Supplied passage
Iran, world powers off to ‘good start’ in nuclear talks
By Patrick J. McDonnell and Ramin Mostaghim | Los Angeles Times | Published: February 21, 2014
BEIRUT — High-level talks concerning the future of Iran’s controversial nuclear program got off to a “good start” during a three-day opening session in Vienna, participants said Thursday, though there were no major breakthroughs.
“We had three fruitful and extensive working days and both sides have the feeling that it was a good start for the difficult task we have ahead,” Iranian Foreign Minister Mohammad Javad Zarif told reporters in Vienna, reported Tehran’s official Press TV.
Similar upbeat comments came from Catherine Ashton, the European Community’s foreign policy chief.
“There is a lot to do,” Ashton told reporters in Vienna. “It won’t be easy but we have made a good start.”
Iran is engaged in nuclear negotiations with representatives of six world powers — the United States, Russia, China, Britain, France and Germany.
The aim is to build on last November’s landmark, six-month agreement hammered out in Geneva. In that accord, Iran agreed to some temporary curbs on its nuclear efforts in exchange for limited relief from international economic sanctions. Both sides arrived in Vienna this week expressing pessimism about the possibility of crafting a long-term settlement, but vowing to exert every effort.
The decade-long dispute about Iran’s nuclear efforts is one of the world’s major security concerns.

Actions to take
1) For each statement, say whether the nuclear talks article agrees with it. Answer yes or no, and quote the words of the article that decide it.
(a) The opening session in Vienna lasted three days.
(b) The talks in Vienna produced major breakthroughs.
(c) Iran is negotiating with representatives of five world powers.
2) Reproduce everything in the nuclear talks article from "Similar upbeat comments" down to "major security concerns.".
The rows are separate material with no connection to the nuclear talks article.

Record extracts
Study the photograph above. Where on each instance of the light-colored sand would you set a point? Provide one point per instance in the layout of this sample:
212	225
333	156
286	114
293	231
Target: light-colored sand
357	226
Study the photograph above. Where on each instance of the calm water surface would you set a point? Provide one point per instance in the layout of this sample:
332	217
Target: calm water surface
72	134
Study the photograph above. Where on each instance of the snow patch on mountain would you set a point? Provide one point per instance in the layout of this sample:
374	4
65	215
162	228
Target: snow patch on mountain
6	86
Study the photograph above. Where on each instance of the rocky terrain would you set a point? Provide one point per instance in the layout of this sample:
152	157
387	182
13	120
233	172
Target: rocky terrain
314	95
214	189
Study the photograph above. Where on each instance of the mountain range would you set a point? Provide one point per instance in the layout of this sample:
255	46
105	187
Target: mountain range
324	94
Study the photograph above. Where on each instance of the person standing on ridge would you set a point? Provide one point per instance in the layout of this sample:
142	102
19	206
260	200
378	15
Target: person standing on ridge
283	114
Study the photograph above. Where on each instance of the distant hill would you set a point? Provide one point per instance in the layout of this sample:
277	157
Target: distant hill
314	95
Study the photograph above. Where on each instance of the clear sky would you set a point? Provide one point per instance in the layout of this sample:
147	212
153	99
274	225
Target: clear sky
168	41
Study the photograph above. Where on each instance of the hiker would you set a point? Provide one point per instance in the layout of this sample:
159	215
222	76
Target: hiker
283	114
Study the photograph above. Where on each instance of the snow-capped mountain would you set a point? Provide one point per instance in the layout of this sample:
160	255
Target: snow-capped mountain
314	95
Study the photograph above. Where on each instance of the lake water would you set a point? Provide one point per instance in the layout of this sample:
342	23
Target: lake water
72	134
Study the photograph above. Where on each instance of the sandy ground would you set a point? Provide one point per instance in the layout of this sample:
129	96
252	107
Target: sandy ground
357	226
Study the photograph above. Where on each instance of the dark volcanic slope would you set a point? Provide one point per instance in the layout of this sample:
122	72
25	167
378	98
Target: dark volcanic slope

Results for each task
1)
(a) Yes: "a three-day opening session in Vienna"
(b) No: "though there were no major breakthroughs"
(c) No: "representatives of six world powers"

2)
Similar upbeat comments came from Catherine Ashton, the European Community’s foreign policy chief.
“There is a lot to do,” Ashton told reporters in Vienna. “It won’t be easy but we have made a good start.”
Iran is engaged in nuclear negotiations with representatives of six world powers — the United States, Russia, China, Britain, France and Germany.
The aim is to build on last November’s landmark, six-month agreement hammered out in Geneva. In that accord, Iran agreed to some temporary curbs on its nuclear efforts in exchange for limited relief from international economic sanctions. Both sides arrived in Vienna this week expressing pessimism about the possibility of crafting a long-term settlement, but vowing to exert every effort.
The decade-long dispute about Iran’s nuclear efforts is one of the world’s major security concerns.